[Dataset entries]

══════════════════════════════

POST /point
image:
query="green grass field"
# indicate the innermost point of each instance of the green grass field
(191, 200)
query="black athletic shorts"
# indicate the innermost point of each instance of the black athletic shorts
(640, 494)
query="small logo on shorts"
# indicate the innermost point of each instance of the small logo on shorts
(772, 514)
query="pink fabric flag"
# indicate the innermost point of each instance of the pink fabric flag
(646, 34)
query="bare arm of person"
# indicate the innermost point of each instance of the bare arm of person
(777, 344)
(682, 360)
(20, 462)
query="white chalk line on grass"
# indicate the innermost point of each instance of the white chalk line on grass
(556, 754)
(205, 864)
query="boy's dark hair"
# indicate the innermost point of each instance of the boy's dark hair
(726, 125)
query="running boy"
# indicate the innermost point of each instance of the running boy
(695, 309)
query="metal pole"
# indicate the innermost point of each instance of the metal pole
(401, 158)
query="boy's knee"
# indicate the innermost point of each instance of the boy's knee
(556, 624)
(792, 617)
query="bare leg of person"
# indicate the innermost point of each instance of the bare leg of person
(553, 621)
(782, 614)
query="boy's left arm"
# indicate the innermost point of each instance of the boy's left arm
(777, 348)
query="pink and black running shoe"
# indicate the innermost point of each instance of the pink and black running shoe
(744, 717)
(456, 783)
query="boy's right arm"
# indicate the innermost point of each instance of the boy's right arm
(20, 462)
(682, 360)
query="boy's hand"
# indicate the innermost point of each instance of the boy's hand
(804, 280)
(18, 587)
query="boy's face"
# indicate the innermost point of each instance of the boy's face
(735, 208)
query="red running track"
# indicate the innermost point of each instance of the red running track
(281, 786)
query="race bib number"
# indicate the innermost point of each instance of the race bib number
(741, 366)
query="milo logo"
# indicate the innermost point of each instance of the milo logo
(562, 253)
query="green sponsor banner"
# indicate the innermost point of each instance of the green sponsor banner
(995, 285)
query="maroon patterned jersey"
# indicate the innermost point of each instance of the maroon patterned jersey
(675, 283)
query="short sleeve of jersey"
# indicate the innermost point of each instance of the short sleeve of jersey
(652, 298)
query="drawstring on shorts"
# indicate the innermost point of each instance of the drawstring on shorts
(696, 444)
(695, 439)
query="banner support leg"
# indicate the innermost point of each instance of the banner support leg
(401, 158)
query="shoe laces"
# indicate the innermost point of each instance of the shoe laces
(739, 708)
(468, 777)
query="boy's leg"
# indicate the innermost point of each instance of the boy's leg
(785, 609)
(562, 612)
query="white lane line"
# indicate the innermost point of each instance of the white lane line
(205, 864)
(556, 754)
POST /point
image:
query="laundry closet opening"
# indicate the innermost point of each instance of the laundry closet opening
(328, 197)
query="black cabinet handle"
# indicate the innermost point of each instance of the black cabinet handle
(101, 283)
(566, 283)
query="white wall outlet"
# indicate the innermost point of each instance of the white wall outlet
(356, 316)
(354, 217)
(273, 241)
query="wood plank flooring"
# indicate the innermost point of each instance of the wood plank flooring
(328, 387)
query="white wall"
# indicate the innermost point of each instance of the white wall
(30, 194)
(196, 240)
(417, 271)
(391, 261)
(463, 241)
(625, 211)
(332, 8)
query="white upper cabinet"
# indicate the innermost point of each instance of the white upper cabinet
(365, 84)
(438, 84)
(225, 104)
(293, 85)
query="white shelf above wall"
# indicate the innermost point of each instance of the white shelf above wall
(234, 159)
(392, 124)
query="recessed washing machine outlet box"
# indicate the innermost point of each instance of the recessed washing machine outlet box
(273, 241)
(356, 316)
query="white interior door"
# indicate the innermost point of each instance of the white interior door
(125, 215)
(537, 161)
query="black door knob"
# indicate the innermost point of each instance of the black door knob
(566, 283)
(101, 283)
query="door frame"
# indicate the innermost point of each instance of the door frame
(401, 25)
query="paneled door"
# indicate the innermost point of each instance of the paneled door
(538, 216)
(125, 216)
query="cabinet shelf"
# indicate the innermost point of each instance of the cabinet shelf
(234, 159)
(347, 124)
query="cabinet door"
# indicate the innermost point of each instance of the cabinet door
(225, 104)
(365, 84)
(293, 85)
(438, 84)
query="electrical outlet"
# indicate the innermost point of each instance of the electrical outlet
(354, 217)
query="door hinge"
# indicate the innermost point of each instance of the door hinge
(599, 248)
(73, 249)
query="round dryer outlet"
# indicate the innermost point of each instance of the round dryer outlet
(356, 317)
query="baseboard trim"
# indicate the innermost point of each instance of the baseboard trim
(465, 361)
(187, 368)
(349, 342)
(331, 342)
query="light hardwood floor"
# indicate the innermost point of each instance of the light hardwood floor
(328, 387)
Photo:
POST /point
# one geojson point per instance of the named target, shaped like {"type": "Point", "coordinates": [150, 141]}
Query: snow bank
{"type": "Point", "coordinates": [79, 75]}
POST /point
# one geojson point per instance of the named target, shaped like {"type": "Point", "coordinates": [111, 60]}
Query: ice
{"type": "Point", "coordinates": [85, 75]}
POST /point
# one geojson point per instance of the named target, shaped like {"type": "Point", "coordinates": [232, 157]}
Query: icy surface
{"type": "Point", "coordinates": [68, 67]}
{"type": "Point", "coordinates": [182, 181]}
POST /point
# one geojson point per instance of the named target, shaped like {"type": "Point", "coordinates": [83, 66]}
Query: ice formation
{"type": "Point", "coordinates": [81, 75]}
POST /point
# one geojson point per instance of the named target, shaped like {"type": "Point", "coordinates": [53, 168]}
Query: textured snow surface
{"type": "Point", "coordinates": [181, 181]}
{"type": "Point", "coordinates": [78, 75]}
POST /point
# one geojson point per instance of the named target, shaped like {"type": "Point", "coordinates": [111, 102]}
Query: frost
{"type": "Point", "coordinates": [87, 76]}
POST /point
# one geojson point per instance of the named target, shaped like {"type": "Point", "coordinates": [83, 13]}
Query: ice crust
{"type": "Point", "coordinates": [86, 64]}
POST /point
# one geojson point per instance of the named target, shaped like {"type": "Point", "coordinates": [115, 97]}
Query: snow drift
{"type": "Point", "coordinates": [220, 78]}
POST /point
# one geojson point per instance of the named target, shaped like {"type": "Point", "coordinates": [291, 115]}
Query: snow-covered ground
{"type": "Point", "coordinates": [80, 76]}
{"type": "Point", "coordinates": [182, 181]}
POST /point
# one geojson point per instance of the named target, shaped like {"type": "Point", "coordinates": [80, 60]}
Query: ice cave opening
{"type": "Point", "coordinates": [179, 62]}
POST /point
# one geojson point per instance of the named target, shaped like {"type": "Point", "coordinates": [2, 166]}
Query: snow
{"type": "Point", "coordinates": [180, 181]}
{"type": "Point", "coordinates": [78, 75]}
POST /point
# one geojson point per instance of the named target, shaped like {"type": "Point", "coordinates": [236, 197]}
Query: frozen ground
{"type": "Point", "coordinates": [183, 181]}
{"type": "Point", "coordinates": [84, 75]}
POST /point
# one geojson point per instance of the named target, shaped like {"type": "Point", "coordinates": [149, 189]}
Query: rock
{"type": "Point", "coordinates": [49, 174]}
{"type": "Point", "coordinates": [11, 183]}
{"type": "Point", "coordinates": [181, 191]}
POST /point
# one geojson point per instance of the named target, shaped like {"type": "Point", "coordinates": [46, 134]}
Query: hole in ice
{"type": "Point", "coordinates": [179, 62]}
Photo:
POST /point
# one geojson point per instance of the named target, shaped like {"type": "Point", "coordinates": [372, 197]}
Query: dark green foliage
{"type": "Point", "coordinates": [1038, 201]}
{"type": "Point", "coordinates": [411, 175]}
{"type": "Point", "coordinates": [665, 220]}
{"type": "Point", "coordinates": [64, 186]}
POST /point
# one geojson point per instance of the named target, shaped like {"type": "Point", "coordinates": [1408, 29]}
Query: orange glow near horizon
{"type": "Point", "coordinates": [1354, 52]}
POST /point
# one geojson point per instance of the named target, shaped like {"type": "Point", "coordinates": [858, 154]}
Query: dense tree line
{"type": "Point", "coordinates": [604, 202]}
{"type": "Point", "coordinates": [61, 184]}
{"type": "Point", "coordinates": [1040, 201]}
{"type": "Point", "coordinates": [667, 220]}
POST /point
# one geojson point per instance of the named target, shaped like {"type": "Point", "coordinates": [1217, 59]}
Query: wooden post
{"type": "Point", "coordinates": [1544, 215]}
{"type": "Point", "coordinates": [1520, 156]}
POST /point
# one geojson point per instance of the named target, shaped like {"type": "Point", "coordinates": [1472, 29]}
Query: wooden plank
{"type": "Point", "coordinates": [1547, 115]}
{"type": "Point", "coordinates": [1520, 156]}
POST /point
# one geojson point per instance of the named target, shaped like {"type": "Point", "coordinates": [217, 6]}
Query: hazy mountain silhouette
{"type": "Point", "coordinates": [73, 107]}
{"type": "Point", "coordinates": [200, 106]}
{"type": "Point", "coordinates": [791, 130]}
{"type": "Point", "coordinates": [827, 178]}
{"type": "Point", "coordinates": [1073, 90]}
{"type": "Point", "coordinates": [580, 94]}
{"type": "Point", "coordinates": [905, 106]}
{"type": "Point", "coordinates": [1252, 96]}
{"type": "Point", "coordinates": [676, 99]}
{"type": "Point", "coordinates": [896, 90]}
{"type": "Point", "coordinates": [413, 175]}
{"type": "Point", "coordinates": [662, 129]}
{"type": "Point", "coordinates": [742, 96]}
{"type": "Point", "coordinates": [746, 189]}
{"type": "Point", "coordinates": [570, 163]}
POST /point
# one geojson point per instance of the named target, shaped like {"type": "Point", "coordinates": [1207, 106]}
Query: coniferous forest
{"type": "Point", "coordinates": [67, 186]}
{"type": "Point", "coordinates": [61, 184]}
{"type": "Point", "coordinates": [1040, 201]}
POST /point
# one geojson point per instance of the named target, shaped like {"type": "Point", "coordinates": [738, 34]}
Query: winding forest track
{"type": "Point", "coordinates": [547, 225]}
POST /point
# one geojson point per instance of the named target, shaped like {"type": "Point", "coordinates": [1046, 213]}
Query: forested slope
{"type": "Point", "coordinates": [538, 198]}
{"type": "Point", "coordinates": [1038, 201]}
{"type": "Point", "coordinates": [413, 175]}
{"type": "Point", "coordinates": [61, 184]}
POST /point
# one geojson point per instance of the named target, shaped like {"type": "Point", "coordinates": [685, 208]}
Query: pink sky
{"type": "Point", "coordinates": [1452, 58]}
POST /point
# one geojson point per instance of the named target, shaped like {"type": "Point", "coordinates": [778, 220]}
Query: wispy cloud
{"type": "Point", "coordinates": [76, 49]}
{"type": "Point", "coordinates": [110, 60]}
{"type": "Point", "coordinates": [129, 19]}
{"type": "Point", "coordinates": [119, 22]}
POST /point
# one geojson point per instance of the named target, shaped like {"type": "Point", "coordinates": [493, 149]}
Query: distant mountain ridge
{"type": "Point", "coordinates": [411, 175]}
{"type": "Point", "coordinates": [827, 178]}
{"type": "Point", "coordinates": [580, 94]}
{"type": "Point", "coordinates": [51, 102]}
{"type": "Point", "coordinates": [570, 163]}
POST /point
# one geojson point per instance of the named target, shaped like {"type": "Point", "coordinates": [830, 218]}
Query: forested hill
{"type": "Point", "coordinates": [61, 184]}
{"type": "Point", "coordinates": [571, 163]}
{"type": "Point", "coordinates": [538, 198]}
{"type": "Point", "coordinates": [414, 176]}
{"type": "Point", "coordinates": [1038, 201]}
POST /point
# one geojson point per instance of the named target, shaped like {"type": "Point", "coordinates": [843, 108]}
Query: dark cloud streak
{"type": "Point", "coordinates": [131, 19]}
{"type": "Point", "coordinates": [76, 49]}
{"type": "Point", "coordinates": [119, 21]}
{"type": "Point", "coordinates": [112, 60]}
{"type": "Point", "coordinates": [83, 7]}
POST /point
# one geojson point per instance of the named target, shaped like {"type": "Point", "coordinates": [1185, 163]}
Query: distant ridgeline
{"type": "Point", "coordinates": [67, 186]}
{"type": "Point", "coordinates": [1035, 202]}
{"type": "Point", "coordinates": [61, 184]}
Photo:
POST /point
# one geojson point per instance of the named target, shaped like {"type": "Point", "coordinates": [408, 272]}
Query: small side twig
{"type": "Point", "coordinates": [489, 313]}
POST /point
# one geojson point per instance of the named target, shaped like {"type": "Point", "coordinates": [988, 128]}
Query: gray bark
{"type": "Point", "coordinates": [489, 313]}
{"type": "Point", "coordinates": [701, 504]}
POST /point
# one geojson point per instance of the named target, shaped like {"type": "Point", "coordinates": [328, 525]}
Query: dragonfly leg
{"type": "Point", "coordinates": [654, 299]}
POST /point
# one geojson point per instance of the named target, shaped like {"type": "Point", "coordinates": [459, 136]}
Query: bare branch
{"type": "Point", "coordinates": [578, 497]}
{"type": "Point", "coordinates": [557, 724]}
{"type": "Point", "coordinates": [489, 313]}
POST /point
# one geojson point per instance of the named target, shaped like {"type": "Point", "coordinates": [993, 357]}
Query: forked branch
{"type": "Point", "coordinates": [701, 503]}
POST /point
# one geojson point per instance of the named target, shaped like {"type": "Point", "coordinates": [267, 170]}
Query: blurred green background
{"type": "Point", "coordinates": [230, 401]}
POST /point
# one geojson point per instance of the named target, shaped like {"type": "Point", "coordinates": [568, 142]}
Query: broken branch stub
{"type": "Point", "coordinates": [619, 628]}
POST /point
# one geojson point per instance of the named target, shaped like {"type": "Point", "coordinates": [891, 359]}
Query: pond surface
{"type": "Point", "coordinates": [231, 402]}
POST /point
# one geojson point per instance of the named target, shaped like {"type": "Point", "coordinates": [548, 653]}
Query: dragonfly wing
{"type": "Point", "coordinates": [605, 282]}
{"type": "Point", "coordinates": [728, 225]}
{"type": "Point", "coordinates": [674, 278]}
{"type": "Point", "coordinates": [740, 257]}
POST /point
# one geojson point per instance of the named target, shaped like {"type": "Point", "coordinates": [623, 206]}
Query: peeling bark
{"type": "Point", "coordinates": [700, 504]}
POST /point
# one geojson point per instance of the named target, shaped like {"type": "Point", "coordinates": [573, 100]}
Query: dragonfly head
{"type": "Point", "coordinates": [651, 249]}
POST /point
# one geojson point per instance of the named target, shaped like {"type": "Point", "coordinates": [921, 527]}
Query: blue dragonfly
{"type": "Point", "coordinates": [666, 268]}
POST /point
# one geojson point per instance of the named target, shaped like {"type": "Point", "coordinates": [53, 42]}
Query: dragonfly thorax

══════════════════════════════

> **Problem to solve**:
Your output must be the exact lines from the one containing "Query: blue dragonfly" through the end of the data above, both included, and nothing more.

> **Task output**:
Query: blue dragonfly
{"type": "Point", "coordinates": [666, 268]}
POST /point
# one geojson point per instance of the named target, shaped like {"type": "Point", "coordinates": [53, 42]}
Query: dragonfly thorax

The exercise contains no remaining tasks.